TEXT PASSAGE:

William Street Hutchings, (January 7, 1832 - August 25, 1911) also known as Professor Hutchings and the Lightning Calculator, was a 19th-century math prodigy and mental calculator who P. T. Barnum first billed as the "Boy Lightning Calculator".  He later worked as a sideshow barker and wrote a book called The Lightning Calculator.

Early years
William Street Hutchings was born on January 7, 1832, to John Hutchings, a merchant from Long Island, New York and his wife Jane Street. He was born in Manhattan near the corner of Hester Street and Eldridge Street. He attended Hubbs and Clark Academy, and showed skill in mathematics. He worked for a number of years as an accountant for his father.

Career
By 1860, Hutchings was working at Barnum's American Museum. He worked there until it burned down the second time in 1868. In 1872, he performed at the White House for President Ulysses S. Grant. In 1883, he began performing at Austin and Stone's Dime Museum. He continued to perform there until the time of his death. He claimed to have given 30,000 lectures to 80,000,000 people during the course of his career. He was buried in Mount Hope Cemetery in Boston, Massachusetts.

PROVIDED MATERIAL:
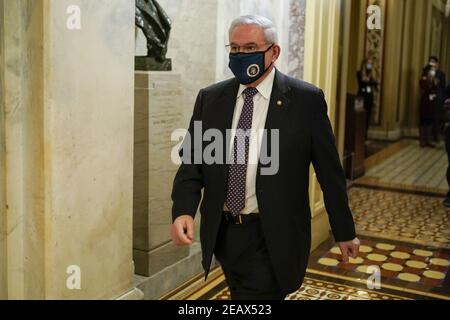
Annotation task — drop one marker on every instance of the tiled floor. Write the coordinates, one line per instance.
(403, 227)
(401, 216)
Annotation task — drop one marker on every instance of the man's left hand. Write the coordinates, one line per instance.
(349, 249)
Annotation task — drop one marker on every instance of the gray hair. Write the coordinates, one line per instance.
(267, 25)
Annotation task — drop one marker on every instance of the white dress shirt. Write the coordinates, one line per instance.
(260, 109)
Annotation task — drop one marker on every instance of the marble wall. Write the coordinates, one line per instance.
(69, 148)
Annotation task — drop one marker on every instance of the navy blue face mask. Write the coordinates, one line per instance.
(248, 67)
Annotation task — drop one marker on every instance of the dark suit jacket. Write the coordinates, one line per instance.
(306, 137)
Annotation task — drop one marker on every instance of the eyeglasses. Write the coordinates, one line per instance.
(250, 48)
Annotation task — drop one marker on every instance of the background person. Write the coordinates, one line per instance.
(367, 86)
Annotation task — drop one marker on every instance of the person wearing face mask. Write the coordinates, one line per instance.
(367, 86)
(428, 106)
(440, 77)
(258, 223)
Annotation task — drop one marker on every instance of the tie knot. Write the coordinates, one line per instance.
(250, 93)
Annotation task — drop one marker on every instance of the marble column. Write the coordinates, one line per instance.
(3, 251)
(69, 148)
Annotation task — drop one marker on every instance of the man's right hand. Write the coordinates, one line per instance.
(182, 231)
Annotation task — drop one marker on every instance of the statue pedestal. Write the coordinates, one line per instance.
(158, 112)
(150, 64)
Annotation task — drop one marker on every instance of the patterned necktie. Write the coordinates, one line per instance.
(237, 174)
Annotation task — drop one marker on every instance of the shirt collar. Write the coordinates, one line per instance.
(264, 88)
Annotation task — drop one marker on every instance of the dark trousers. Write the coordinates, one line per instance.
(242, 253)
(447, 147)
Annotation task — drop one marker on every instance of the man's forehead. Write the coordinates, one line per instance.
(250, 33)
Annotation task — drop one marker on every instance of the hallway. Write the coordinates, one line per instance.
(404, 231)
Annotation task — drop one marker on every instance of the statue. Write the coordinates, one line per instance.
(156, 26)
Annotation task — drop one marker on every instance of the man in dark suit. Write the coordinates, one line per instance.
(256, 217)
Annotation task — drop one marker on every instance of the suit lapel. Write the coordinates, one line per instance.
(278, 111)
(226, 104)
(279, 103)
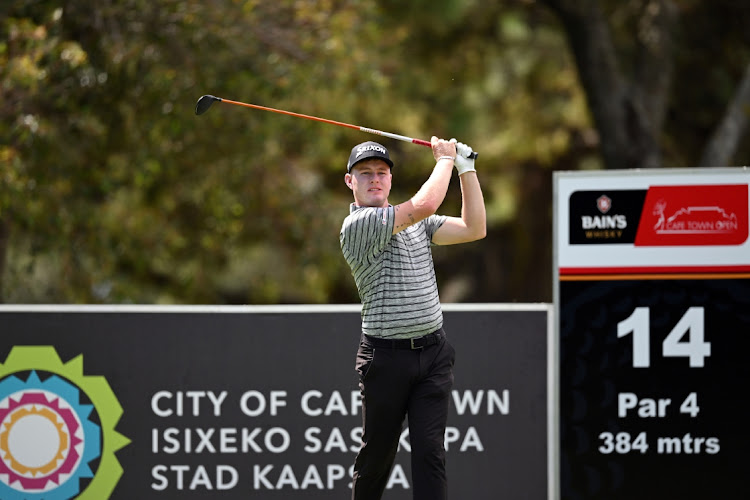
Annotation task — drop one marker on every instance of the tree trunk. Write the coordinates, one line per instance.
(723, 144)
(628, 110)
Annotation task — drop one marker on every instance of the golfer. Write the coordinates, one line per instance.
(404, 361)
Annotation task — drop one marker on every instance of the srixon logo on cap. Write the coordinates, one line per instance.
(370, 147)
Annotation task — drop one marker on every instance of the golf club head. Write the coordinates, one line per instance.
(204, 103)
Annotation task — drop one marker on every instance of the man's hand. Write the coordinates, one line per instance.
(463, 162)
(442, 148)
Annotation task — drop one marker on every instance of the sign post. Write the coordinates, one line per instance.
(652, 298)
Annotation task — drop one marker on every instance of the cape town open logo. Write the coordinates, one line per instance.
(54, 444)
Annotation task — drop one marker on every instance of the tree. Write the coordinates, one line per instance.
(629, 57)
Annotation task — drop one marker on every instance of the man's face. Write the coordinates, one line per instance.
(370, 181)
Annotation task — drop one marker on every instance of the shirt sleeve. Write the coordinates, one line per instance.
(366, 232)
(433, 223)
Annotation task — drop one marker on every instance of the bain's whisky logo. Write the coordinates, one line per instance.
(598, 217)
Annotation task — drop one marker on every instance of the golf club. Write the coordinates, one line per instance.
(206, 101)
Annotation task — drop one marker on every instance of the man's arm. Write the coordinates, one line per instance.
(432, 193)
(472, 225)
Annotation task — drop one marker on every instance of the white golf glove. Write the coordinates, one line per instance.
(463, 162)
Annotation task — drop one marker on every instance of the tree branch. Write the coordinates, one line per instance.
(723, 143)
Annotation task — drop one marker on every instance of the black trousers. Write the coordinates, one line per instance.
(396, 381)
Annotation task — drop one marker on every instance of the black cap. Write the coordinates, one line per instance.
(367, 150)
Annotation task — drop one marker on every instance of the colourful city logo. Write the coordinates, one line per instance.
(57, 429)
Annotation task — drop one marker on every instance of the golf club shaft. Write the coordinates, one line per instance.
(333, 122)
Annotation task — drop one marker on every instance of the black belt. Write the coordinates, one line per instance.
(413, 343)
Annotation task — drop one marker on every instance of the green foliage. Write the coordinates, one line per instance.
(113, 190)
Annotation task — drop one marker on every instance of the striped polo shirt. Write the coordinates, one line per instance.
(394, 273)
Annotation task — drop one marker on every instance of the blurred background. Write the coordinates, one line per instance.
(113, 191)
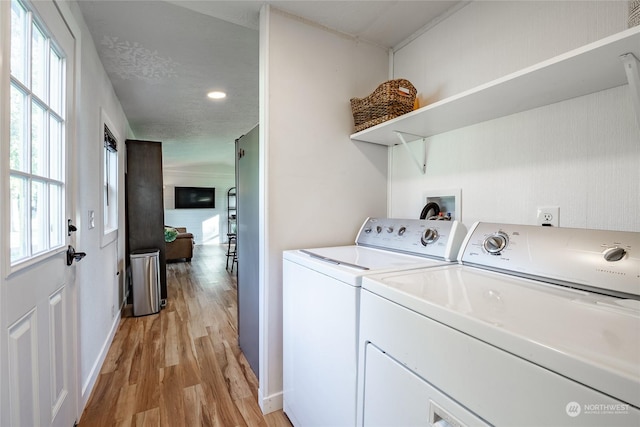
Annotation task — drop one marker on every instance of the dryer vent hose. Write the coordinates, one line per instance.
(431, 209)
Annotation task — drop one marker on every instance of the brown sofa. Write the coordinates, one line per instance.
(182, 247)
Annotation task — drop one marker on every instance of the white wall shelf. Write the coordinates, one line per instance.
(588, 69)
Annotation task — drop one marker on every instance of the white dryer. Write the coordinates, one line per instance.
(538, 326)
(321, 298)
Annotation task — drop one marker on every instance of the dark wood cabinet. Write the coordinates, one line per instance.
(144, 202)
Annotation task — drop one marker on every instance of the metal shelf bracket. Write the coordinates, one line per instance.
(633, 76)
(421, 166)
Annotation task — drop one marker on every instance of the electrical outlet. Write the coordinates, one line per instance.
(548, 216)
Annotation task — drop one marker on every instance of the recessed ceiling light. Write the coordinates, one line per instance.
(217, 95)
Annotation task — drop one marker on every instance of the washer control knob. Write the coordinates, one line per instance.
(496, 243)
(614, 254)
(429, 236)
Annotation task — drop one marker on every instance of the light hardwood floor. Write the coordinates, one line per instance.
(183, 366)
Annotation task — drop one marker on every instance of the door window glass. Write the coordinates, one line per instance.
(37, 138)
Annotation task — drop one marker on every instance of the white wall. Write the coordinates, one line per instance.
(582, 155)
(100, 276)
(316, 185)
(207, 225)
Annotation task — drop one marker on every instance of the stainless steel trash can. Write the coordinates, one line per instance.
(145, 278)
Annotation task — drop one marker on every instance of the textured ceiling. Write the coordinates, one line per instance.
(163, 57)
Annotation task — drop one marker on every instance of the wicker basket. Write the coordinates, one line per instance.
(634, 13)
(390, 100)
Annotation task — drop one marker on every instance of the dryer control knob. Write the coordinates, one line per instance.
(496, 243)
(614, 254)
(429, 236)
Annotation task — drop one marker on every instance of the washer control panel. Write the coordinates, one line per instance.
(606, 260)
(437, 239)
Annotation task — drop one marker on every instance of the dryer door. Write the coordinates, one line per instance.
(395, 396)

EXERCISE DIRECTIONS:
List every venue that the biography of William Street Hutchings says he worked at or performed in.

TASK RESULT:
Barnum's American Museum, the White House, and Austin and Stone's Dime Museum.